Retype every line of each item below with no changes.
Start Information shown
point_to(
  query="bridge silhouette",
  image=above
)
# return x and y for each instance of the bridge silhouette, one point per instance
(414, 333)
End Information shown
The output>
point_to(
  query="bridge silhouette",
  image=above
)
# return x and y for each instance of the bridge silhouette, one point per instance
(414, 333)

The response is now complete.